* Selected passage:
◇ ◇ ◇

Published: 31 October 2012

Abstract

Background

In Germany, annual vaccination against seasonal influenza is recommended for certain target groups (e.g. persons aged ≥60 years, chronically ill persons, healthcare workers (HCW)). In season 2009/10, vaccination against pandemic influenza A(H1N1)pdm09, which was controversially discussed in the public, was recommended for the whole population. The objectives of this study were to assess vaccination coverage for seasonal (seasons 2008/09-2010/11) and pandemic influenza (season 2009/10), to identify predictors of and barriers to pandemic vaccine uptake and whether the controversial discussions on pandemic vaccination has had a negative impact on seasonal influenza vaccine uptake in Germany.

Methods

We analysed data from the ‘German Health Update’ (GEDA10) telephone survey (n=22,050) and a smaller GEDA10-follow-up survey (n=2,493), which were both representative of the general population aged ≥18 years living in Germany.

Results

Overall only 8.8% of the adult population in Germany received a vaccination against pandemic influenza. High socioeconomic status, having received a seasonal influenza shot in the previous season, and belonging to a target group for seasonal influenza vaccination were independently associated with the uptake of pandemic vaccines. The main reasons for not receiving a pandemic vaccination were ‘fear of side effects’ and the opinion that ‘vaccination was not necessary’. Seasonal influenza vaccine uptake in the pre-pandemic season 2008/09 was 52.8% among persons aged ≥60 years; 30.5% among HCW, and 43.3% among chronically ill persons. A decrease in vaccination coverage was observed across all target groups in the first post-pandemic season 2010/11 (50.6%, 25.8%, and 41.0% vaccination coverage, respectively).

Conclusions

Seasonal influenza vaccination coverage in Germany remains in all target groups below 75%, which is a declared goal of the European Union. Our results suggest that controversial public discussions about safety and the benefits of pandemic influenza vaccination may have contributed to both a very low uptake of pandemic vaccines and a decreased uptake of seasonal influenza vaccines in the first post-pandemic season. In the upcoming years, the uptake of seasonal influenza vaccines should be carefully monitored in all target groups to identify if this trend continues and to guide public health authorities in developing more effective vaccination and communication strategies for seasonal influenza vaccination.

◇ ◇ ◇

According to the influenza vaccination abstract, what share of the adult population in Germany received a vaccination against pandemic influenza?

* Recorded information:
◇ ◇ ◇

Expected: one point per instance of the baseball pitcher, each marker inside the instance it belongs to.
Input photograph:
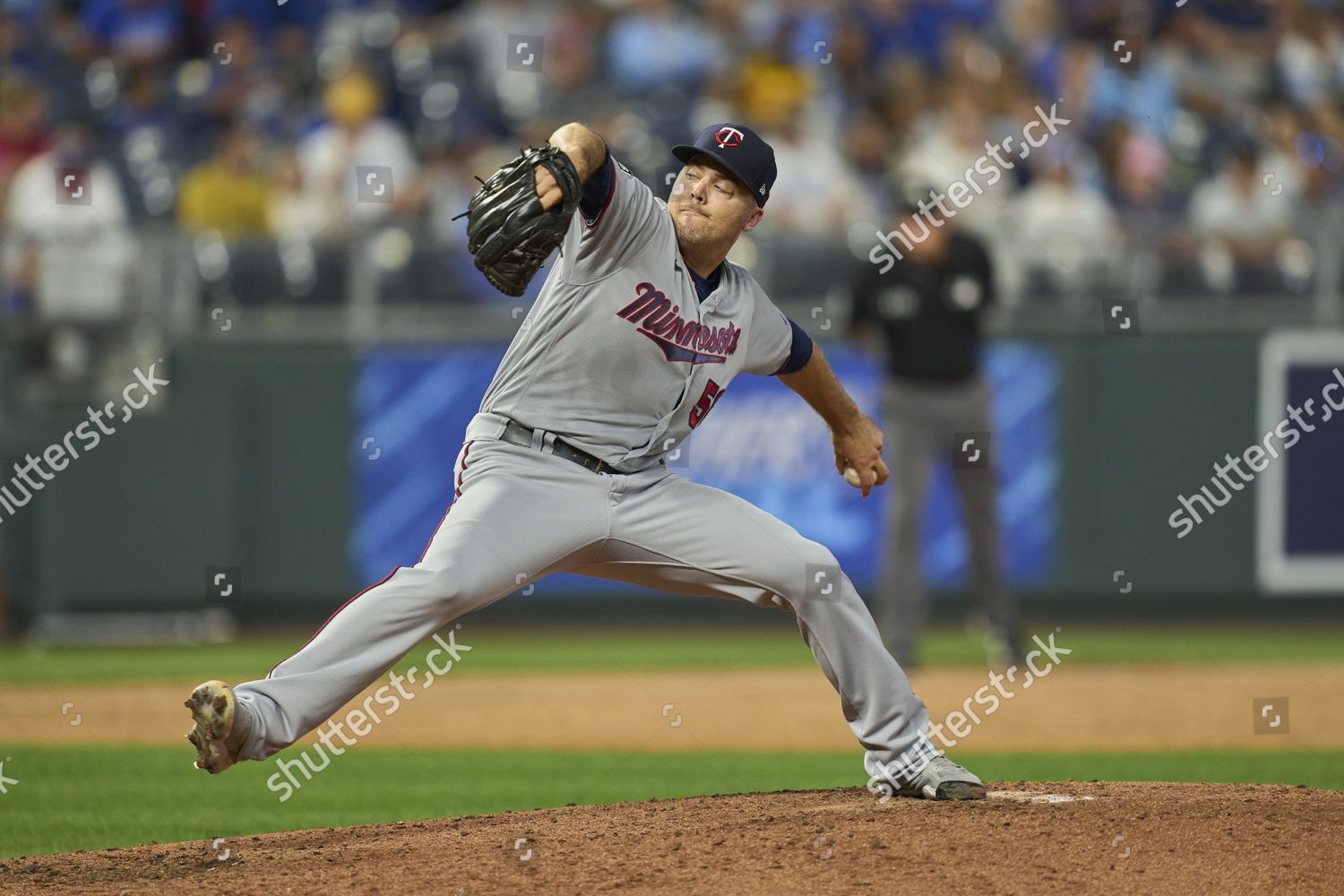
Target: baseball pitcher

◇ ◇ ◇

* Solved problem: Only 8.8%.